[Point-per-instance localization data]
=== Begin Enclosure ===

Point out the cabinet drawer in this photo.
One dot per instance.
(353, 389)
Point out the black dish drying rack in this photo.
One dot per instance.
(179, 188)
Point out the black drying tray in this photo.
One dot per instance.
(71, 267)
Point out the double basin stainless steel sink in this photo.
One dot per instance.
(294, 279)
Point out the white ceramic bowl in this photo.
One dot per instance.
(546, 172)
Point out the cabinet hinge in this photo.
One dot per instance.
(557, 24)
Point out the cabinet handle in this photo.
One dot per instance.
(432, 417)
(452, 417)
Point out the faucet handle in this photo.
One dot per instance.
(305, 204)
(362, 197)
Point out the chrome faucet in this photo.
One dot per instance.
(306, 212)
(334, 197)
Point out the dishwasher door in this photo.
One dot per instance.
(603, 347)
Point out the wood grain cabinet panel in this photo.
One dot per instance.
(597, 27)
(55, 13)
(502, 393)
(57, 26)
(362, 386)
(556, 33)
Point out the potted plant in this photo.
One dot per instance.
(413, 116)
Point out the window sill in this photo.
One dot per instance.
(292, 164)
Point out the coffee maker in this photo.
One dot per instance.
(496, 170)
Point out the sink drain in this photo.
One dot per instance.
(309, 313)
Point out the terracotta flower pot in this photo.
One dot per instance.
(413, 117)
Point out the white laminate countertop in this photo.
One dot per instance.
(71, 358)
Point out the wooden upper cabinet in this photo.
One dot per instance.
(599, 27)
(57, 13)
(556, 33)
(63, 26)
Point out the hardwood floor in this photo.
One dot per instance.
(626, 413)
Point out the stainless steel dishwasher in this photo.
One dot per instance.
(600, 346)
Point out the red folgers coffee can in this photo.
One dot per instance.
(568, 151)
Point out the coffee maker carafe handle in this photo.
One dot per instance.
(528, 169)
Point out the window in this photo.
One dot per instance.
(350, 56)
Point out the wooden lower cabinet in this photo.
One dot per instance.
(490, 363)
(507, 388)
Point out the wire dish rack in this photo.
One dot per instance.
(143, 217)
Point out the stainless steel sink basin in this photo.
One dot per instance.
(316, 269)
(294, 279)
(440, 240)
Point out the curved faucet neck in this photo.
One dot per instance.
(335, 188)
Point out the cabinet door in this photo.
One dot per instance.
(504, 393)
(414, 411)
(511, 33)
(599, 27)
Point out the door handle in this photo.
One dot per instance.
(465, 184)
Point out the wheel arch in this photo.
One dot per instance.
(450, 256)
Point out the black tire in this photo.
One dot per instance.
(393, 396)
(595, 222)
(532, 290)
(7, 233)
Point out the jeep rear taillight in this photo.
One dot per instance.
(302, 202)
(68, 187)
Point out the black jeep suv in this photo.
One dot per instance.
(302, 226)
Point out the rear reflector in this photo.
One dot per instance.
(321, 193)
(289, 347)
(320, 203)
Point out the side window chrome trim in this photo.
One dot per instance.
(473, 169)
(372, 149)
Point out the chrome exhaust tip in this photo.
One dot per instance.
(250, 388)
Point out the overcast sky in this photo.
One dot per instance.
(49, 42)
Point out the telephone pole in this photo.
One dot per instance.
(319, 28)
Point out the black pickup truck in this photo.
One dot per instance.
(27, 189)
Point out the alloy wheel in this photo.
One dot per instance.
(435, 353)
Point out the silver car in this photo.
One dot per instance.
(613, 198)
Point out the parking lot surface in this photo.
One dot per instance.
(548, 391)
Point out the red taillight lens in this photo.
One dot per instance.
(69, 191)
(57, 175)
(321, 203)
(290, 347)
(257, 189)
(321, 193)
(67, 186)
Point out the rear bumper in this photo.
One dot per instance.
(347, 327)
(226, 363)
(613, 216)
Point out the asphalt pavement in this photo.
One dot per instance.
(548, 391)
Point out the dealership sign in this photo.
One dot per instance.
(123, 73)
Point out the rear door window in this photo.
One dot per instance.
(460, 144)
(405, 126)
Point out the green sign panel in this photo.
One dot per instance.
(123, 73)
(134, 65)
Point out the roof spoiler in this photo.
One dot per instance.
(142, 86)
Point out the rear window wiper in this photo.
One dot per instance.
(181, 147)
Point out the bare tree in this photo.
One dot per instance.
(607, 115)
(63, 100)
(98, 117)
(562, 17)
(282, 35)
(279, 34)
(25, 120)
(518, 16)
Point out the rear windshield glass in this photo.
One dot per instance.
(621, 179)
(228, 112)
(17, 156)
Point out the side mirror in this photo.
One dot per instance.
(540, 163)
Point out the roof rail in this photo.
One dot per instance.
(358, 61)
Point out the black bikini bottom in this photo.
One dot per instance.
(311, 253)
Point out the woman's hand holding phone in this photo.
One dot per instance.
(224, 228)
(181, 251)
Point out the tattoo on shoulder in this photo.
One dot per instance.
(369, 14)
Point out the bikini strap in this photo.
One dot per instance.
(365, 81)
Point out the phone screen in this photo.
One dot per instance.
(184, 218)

=== End Enclosure ===
=== Begin Enclosure ===

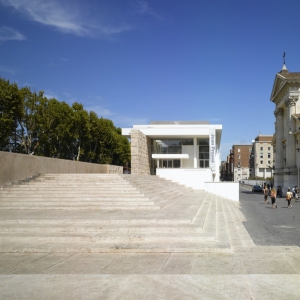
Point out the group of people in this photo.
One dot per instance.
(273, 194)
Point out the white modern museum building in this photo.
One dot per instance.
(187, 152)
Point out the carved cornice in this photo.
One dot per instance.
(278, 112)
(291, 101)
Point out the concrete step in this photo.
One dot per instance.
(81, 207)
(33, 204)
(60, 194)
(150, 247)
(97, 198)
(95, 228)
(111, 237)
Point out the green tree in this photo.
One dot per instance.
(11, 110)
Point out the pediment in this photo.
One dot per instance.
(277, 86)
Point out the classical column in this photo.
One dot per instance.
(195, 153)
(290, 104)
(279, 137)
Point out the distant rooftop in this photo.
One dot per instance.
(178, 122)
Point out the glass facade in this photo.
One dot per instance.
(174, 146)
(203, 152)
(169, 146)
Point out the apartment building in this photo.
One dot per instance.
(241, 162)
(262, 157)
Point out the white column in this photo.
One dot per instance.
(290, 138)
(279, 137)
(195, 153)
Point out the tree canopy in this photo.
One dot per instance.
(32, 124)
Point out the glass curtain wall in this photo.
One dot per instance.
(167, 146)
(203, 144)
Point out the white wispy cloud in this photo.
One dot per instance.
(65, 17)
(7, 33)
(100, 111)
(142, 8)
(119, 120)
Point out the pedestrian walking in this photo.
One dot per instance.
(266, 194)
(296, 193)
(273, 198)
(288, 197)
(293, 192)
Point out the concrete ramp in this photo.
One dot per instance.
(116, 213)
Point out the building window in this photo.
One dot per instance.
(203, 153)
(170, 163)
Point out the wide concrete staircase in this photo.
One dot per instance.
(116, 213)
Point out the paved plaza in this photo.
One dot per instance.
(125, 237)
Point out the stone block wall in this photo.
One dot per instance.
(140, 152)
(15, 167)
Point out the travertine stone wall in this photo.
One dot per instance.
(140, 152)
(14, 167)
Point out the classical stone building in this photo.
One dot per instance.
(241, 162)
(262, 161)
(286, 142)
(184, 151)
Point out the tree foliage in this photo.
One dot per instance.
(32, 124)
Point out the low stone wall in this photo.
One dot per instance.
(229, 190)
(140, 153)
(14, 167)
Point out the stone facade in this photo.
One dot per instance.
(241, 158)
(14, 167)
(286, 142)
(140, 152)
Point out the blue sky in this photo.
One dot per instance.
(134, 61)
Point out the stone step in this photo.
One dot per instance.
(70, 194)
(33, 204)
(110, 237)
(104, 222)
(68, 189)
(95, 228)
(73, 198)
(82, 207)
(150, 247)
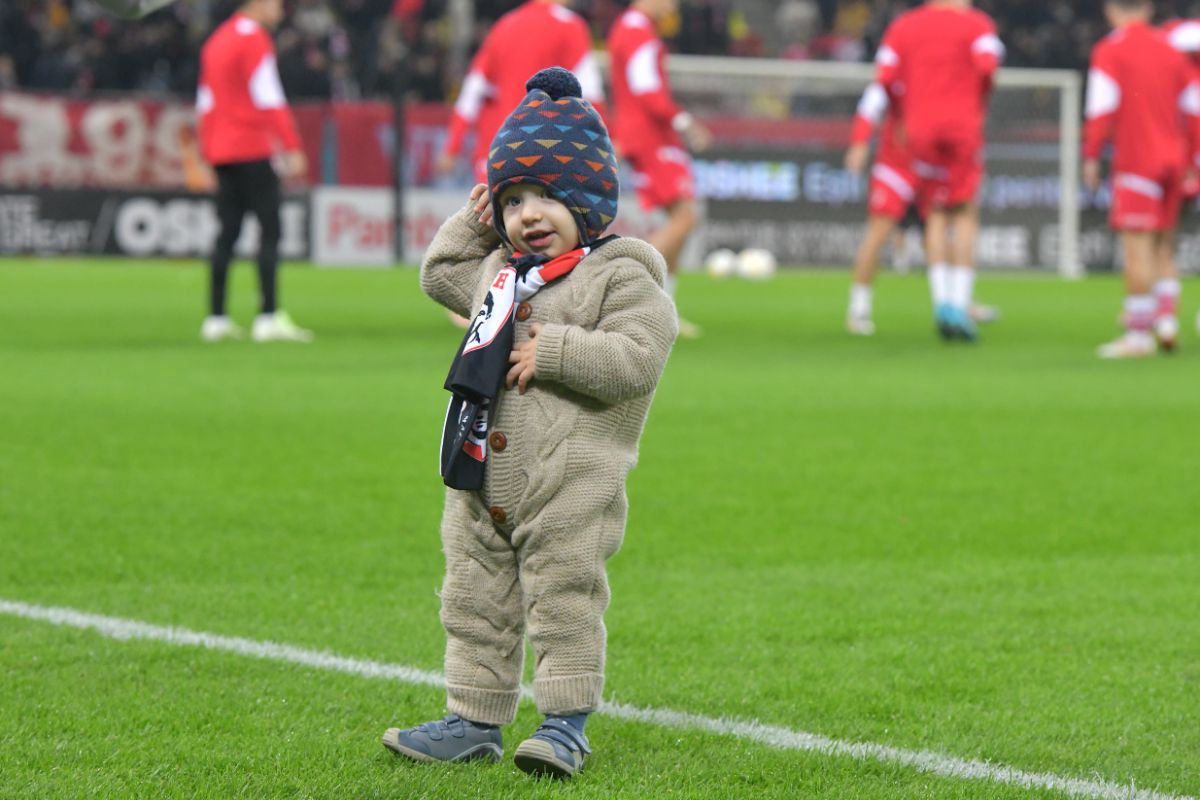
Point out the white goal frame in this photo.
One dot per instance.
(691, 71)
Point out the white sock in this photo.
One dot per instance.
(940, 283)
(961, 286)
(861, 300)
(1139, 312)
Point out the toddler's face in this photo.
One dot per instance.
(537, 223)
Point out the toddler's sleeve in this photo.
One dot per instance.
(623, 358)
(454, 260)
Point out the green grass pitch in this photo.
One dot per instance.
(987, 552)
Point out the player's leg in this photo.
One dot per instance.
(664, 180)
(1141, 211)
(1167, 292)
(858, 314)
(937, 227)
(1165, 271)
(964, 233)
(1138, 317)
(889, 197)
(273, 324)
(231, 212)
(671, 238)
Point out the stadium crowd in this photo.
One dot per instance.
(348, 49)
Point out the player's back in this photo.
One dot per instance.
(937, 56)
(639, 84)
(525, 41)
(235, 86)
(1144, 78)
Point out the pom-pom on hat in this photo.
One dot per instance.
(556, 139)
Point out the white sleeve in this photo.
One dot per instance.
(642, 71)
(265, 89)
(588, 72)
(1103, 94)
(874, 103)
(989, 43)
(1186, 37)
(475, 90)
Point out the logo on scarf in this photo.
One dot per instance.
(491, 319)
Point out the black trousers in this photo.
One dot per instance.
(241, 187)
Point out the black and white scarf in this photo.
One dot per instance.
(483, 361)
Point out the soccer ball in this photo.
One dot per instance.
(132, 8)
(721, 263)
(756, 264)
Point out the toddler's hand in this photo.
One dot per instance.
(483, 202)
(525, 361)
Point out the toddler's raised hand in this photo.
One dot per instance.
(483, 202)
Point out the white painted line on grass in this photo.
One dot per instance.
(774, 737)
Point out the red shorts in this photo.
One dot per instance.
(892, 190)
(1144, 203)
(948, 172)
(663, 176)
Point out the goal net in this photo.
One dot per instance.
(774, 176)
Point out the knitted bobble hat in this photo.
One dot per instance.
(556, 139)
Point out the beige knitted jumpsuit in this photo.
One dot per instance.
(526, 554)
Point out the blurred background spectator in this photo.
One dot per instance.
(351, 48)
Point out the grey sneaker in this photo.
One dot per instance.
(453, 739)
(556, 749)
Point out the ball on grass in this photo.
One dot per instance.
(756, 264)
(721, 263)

=== End Enclosure ===
=== Begin Enclosure ===

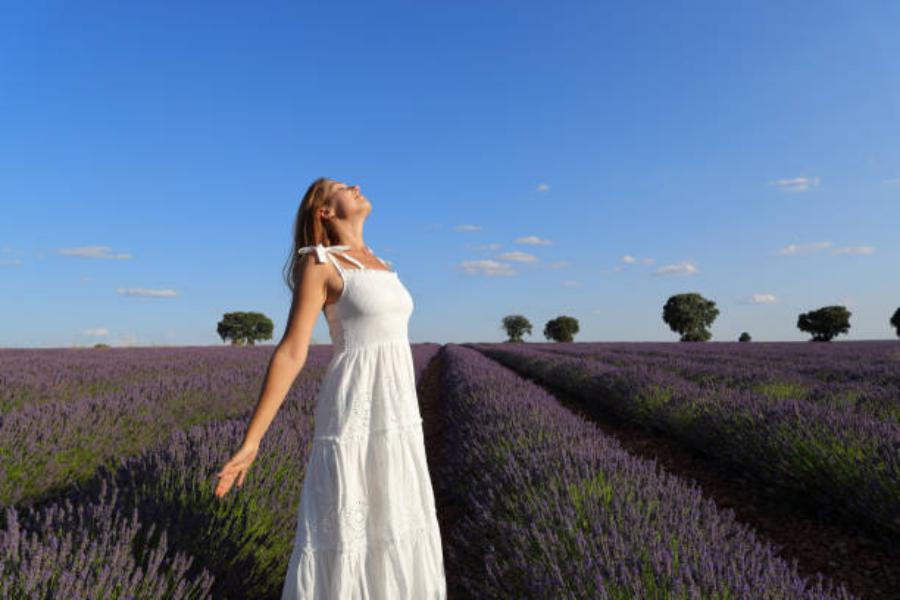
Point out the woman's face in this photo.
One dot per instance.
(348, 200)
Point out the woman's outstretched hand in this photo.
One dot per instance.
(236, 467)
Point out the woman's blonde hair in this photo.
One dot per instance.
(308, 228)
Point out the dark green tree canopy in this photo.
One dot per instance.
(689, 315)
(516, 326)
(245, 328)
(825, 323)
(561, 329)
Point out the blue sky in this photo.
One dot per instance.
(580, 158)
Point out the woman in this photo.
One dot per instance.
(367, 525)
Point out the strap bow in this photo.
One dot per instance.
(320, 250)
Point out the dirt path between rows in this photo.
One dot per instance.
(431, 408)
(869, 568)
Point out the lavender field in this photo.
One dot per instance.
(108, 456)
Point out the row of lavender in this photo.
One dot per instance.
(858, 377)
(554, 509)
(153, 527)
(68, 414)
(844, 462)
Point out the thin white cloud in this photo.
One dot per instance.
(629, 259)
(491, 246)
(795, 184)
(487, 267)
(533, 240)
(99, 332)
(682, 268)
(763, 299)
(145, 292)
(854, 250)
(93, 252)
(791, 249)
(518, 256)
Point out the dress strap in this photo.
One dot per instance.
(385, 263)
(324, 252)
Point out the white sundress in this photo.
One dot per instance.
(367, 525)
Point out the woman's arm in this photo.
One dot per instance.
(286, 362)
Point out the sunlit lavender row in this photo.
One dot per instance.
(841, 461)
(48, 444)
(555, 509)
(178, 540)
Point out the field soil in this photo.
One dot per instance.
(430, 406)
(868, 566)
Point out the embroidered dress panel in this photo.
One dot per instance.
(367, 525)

=== End Enclosure ===

- [Task statement] Copy out only the lines above from the one with "Point out the cabinet drawer in this photo." to the one with "Point out the wooden upper", inclusive, exactly as they stand.

- [Finished exercise]
Point out the cabinet drawer in this photo.
One dot per instance.
(353, 389)
Point out the black dish drying rack in this photo.
One dot per instance.
(179, 188)
Point out the black drying tray in this photo.
One dot per instance.
(71, 267)
Point out the double basin stainless steel sink in this photo.
One dot per instance.
(294, 279)
Point out the white ceramic bowl in this photo.
One dot per instance.
(546, 172)
Point out the cabinet hinge in this photo.
One dot per instance.
(557, 24)
Point out the cabinet handle in this photo.
One dot per instance.
(432, 417)
(452, 417)
Point out the faucet handle in this photo.
One dot per instance.
(305, 204)
(362, 197)
Point out the chrome faucet in this photo.
One dot per instance.
(306, 212)
(334, 197)
Point out the dishwasher door in this photo.
One dot per instance.
(603, 347)
Point out the wood grain cabinet panel in this photo.
One dot per instance.
(597, 27)
(55, 13)
(502, 393)
(57, 26)
(362, 386)
(556, 33)
Point out the potted plant in this photo.
One dot per instance.
(413, 116)
Point out the window sill in this photo.
One dot per instance.
(292, 164)
Point out the coffee maker in this photo.
One dot per instance.
(496, 170)
Point out the sink drain in this photo.
One dot per instance.
(309, 313)
Point out the terracotta flower pot in this photo.
One dot per instance.
(413, 117)
Point out the white laminate countertop in this photo.
One dot per instance.
(71, 358)
Point out the wooden upper cabinet in this photo.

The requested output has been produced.